Text passage →
· · · · · · ·

Friday, May 3, 2024

The Flying Saucer

Texting with John continued the day after our Comfort Cafe breakfast. He told me about his mandatory fun work networking and we just kept up whatever conversation and clarifying questions. I wasn't trying to go too deep into things because I still felt it was too soon to really get into the nitty gritty. 

I was feeling off all day, maybe because of what we discussed, also pretty bad PMS. I had a long workout in the morning and wasn't feeling like eating. Nothing sounded good and so while running errands, I just had a protein bar and kept hydrating. When nothing sounds good, sometimes getting really hungry helps, but nothing was doing it, so when I got home I tried to have some snacks, but was having issues eating anything at all. This doesn't happen often, but does happen. 

I even went and got Panda Express because it's something I always like, but had a small amount of it then stored it to eat the next day. Just one of those days I guess. 

Around 8pm, John messaged me and told me that he was going to go for a drink with a friend, but they bailed on him, and apologetically asked if I would like to have a drink with him. I say apologetically because he said he knew it was last minute and that he knows I don't like that, and that I also don't drink. I really wanted to see him and so I accepted. He told me that he looked in my zip code for bookstores or cafe's that were open and couldn't find anything and offered The Flying Saucer, which was fine with me. 

We met there fairly shortly, he said to be casual, it's last minute, not to stress. I applied some tinted moisturizer and did my brows and put on a casual outfit and arrived just a few minutes before him. We hugged, and he walked us in. 

I ordered a glass of wine, which got me absolutely lit super fast. I rarely drink. I do like an occasional white wine, but I haven't drank anything in at least a year. Combine that with my lack of eating today and intense workout, I was not surprised. I even sipped quite slowly. I've just always been a lightweight. 

It made my lips a bit loose, but conversation was good. We held hands, we talked more about relationship needs. I told him about my need to feel safe in relationships and he asked more about that and I shared that I had a really traumatic and sometimes violent childhood, which is where this stems from, but it's not just that. I need to feel safe physically, yes, but also emotionally, mentally, financially. And I mean in a long term relationship.

· · · · · · ·

Record excerpts →
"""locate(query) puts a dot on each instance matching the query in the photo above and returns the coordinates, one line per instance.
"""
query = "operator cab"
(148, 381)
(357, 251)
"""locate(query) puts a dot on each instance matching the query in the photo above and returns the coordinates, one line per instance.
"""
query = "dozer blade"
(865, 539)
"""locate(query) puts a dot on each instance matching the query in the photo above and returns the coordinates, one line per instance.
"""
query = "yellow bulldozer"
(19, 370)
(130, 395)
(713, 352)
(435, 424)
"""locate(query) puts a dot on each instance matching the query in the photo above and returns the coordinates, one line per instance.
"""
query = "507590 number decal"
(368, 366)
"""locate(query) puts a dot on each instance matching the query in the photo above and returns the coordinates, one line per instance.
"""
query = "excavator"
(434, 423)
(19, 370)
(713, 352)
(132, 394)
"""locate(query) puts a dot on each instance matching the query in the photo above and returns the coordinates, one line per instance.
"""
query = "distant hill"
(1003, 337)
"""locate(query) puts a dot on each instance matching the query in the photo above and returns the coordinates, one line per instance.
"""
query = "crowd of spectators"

· · · · · · ·

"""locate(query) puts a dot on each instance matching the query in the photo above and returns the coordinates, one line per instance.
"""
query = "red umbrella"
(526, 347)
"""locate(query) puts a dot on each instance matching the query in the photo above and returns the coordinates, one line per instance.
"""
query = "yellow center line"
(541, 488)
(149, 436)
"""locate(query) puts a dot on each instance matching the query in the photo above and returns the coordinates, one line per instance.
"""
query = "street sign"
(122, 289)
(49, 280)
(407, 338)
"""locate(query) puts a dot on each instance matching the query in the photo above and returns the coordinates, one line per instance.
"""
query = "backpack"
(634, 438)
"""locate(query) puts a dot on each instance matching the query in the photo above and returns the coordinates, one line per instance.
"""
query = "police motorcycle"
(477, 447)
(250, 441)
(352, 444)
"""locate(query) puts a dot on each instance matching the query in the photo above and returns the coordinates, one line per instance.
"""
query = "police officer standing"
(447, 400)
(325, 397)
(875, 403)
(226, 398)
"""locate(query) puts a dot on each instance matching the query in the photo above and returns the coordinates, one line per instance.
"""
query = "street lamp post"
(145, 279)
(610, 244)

· · · · · · ·

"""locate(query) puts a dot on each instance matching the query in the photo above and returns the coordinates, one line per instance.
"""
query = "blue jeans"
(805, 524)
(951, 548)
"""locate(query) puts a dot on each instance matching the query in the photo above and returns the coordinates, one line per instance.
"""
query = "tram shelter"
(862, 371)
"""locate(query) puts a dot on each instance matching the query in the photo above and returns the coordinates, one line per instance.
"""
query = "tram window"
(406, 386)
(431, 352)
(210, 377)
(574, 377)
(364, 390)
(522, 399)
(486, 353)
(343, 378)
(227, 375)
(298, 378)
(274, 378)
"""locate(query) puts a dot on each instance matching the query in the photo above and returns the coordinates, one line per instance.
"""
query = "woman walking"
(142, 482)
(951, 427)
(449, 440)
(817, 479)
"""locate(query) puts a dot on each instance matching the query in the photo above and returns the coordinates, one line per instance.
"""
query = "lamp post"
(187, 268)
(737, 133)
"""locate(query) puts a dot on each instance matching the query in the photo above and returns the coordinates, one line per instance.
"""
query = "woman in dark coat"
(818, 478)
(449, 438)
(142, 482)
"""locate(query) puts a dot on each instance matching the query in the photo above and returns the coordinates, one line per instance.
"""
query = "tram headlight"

· · · · · · ·

Task → In the passage about The Flying Saucer, what did the writer order to drink there? The rows are separate material, unrelated to the passage about The Flying Saucer.

Answer box → A glass of wine.